■ **Tarefas**:
**A.** Cite um trecho do texto sobre as mulheres e os trolhas, a começar nas palavras "Dantes as mulheres" e a terminar depois de "empregos a fingir.".
**B.** No texto sobre as mulheres e os trolhas, quem era chamado trolha pelo comum mortal?
**C.** Prossiga o texto sobre as mulheres e os trolhas a partir da última frase apresentada.

■ **Excerto do texto**:
══════
Dantes as mulheres não trabalhavam. Quer dizer, trabalhar trabalhavam só que não tinham emprego. Elas ficavam em casa a tratar das tarefas domésticas e quem tinha emprego eram os maridos. É verdade que esta é uma das maiores injustiças da História dos géneros, primeiro porque à custa deste facto ainda hoje se diz que as mulheres dantes não trabalhavam, o que é manifestamente mentira; segundo porque elas não eram pagas pelo seu esforço, o que era uma exploração tramada; terceiro porque se havia alguém que não trabalhava eram os homens, não todos mas pelo menos aqueles que tinham empregos a fingir.
No grupo dos homens que tinham emprego e que efectivamente trabalhavam estavam os trolhas. A palavra trolha é, aliás, a primeira prova de que os maiores injustiçados nesta relação de género eram estes homens. É que para o comum mortal todos os que trabalhavam na construção civil eram trolhas, fossem eles pedreiros, electricistas, serventes, engenheiros ou canalizadores. Estavam num prédio, por isso eram trolhas e acabou-se. Porquê? Porque todos eles tinham uma coisa em comum: manifestavam-se sempre que uma mulher passava a menos de cinquenta metros da obra, ora com assobios, ora com gritos, ora com versos poéticos improvisados do género: "comia-te toda, oh! boazona!".
══════
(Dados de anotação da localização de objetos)

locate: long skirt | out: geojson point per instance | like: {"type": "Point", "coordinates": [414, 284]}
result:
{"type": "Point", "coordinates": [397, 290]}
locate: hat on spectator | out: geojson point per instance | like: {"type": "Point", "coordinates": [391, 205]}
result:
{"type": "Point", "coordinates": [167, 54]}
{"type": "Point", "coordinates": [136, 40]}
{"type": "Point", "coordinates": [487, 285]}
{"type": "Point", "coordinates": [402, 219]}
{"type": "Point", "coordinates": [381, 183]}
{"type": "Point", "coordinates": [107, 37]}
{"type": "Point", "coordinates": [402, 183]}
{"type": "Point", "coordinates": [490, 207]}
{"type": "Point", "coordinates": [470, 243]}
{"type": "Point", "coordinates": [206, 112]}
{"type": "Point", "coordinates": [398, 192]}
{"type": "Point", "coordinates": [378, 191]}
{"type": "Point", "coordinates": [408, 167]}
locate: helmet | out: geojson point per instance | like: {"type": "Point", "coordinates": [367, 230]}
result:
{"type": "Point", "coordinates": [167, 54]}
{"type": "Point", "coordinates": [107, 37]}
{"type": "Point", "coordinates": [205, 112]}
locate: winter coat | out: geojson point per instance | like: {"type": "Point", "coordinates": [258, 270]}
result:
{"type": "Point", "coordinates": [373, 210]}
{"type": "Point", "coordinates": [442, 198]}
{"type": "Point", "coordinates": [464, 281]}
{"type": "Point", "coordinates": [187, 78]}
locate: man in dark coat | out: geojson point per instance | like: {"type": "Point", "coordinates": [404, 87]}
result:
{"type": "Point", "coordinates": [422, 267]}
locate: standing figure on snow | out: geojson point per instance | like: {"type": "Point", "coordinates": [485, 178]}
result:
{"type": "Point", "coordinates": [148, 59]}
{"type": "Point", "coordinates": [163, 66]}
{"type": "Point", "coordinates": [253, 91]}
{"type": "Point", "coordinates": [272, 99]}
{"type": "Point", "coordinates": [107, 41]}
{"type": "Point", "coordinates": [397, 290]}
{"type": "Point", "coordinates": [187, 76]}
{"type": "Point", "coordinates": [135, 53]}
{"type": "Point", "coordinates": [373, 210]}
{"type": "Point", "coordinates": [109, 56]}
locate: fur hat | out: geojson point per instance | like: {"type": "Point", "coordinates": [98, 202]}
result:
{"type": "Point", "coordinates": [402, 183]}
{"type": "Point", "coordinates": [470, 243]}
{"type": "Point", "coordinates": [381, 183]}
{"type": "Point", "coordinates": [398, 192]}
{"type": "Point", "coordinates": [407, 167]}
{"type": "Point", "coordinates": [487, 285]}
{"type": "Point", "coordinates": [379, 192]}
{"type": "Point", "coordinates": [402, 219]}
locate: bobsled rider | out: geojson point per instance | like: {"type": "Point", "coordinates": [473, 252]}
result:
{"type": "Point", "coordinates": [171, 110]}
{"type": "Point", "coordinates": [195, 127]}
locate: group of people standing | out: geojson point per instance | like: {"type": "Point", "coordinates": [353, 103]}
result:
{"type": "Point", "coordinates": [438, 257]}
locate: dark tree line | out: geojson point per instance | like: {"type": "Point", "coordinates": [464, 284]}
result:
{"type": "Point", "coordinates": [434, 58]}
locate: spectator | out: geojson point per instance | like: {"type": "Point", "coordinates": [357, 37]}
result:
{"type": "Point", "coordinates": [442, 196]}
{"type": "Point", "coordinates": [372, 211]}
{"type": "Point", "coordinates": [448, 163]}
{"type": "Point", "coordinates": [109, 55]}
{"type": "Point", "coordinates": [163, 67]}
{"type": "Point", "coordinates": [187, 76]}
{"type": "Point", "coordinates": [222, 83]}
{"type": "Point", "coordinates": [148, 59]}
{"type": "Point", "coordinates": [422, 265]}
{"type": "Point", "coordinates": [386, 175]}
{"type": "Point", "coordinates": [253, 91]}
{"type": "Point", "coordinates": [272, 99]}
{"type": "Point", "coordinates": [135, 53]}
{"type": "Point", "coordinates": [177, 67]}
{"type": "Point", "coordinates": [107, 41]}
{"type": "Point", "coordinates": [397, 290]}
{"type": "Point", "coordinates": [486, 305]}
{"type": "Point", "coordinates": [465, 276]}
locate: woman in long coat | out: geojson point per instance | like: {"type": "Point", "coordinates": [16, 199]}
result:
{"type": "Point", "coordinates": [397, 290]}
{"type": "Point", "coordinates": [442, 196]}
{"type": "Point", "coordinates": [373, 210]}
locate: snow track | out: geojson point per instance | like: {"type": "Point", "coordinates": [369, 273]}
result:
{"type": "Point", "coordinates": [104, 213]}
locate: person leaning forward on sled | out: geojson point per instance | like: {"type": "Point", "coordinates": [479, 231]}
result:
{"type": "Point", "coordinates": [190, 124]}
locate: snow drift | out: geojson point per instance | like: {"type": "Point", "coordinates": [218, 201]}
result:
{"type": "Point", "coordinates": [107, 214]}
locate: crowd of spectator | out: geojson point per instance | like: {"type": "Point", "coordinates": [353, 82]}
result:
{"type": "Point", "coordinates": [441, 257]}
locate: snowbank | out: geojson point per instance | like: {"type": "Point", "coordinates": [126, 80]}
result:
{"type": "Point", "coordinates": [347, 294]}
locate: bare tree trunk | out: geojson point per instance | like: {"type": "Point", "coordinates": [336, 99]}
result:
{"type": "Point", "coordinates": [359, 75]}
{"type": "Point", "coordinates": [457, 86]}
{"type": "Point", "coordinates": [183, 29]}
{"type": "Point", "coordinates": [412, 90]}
══════
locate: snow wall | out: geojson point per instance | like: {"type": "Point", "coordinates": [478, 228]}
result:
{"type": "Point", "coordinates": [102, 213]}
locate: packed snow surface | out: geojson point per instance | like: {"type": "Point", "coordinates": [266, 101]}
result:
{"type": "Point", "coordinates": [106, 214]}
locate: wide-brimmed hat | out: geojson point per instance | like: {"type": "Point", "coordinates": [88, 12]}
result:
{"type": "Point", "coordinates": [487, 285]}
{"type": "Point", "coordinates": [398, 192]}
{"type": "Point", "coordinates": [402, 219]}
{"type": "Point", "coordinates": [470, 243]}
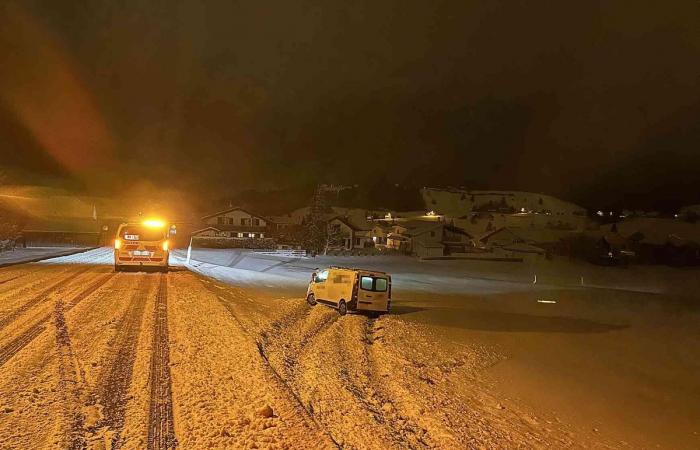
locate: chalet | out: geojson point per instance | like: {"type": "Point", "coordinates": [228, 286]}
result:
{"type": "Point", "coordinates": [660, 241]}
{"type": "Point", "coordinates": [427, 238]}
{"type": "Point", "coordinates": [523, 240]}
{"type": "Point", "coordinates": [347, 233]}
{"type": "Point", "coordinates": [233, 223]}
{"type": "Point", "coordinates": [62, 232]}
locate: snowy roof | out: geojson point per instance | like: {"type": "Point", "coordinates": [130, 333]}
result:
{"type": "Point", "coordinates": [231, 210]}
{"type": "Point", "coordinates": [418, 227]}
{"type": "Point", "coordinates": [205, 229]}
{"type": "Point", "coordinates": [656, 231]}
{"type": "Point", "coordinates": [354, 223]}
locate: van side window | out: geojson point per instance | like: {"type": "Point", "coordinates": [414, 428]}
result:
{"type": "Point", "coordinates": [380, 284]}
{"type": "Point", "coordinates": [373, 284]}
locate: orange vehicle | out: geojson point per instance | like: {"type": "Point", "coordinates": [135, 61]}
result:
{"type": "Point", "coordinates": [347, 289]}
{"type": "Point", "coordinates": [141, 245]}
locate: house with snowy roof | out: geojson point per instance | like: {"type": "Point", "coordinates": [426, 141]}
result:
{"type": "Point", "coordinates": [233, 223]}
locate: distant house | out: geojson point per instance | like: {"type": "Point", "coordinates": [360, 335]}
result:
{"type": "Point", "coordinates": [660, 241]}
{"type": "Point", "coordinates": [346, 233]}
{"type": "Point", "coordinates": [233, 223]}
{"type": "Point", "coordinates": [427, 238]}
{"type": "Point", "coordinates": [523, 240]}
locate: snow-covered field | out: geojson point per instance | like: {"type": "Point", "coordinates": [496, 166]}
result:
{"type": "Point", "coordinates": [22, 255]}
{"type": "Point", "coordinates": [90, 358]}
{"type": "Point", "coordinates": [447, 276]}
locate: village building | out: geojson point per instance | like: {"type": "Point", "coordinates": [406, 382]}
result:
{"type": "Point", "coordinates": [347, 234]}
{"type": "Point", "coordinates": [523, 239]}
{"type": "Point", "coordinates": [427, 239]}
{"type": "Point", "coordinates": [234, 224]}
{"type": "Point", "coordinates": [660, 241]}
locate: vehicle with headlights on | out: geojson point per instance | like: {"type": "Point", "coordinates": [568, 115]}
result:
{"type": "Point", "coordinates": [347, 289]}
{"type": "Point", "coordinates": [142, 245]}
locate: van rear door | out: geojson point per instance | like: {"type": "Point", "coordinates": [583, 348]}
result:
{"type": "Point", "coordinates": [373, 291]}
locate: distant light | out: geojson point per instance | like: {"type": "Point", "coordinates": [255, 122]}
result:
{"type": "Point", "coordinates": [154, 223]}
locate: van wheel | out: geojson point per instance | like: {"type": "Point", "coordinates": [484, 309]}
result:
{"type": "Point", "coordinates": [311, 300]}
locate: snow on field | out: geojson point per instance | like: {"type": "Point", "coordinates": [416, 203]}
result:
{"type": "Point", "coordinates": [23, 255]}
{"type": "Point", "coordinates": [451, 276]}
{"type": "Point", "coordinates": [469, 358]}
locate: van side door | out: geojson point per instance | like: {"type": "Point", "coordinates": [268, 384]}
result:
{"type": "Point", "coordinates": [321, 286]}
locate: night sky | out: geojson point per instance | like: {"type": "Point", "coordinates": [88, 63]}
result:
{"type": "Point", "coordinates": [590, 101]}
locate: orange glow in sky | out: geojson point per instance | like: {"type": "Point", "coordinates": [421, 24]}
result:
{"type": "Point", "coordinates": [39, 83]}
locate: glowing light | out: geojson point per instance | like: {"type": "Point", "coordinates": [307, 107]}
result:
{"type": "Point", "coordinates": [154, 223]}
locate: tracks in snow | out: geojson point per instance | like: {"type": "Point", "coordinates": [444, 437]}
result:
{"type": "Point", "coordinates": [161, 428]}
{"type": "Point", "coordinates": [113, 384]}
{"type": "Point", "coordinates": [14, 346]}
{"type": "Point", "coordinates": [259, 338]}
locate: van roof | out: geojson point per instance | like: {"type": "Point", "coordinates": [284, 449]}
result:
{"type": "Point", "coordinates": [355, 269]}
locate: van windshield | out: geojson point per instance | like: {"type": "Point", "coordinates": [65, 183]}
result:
══════
■ **Respostas**:
**A.**
Dantes as mulheres não trabalhavam. Quer dizer, trabalhar trabalhavam só que não tinham emprego. Elas ficavam em casa a tratar das tarefas domésticas e quem tinha emprego eram os maridos. É verdade que esta é uma das maiores injustiças da História dos géneros, primeiro porque à custa deste facto ainda hoje se diz que as mulheres dantes não trabalhavam, o que é manifestamente mentira; segundo porque elas não eram pagas pelo seu esforço, o que era uma exploração tramada; terceiro porque se havia alguém que não trabalhava eram os homens, não todos mas pelo menos aqueles que tinham empregos a fingir.

**B.** Todos os que trabalhavam na construção civil, fossem eles pedreiros, electricistas, serventes, engenheiros ou canalizadores.

**C.**
Hoje em dia os trolhas já não são como antigamente. Primeiro porque fomos invadidos por imigrantes do leste que, por serem letrados, têm a mania que devem respeitar tudo e todos; segundo porque entretanto os portugueses, com esse exemplo importado principalmente da Ucrânia, ganharam vergonha na cara. O problema é que eu tenho a certeza que as mulheres sentem faltam desse lusoaconchego em vias de extinção, e tenho a certeza porque eu sempre imaginei os edifícios em construção cheios de mulheres a trabalhar para poder ouvir o mesmo tipo de... poesia. Nunca ouvi, e acho que a minha vida foi mais triste por isso.
Por volta dos meus vinte anos, mais coisa menos coisa, ainda tentei passar repetidamente em frente das mulheres que ficavam em casa a limpar. Fiz uma lista com as casas do meu bairro e já sabia em que dia é que cada vizinha costumava ir à janela sacudir os lençóis ou pôr a roupa a secar e, metodicamente, passava mesmo em frente nesses dias a ver se alguma me dizia: "comia-te todo, oh! bonzão". Nunca aconteceu.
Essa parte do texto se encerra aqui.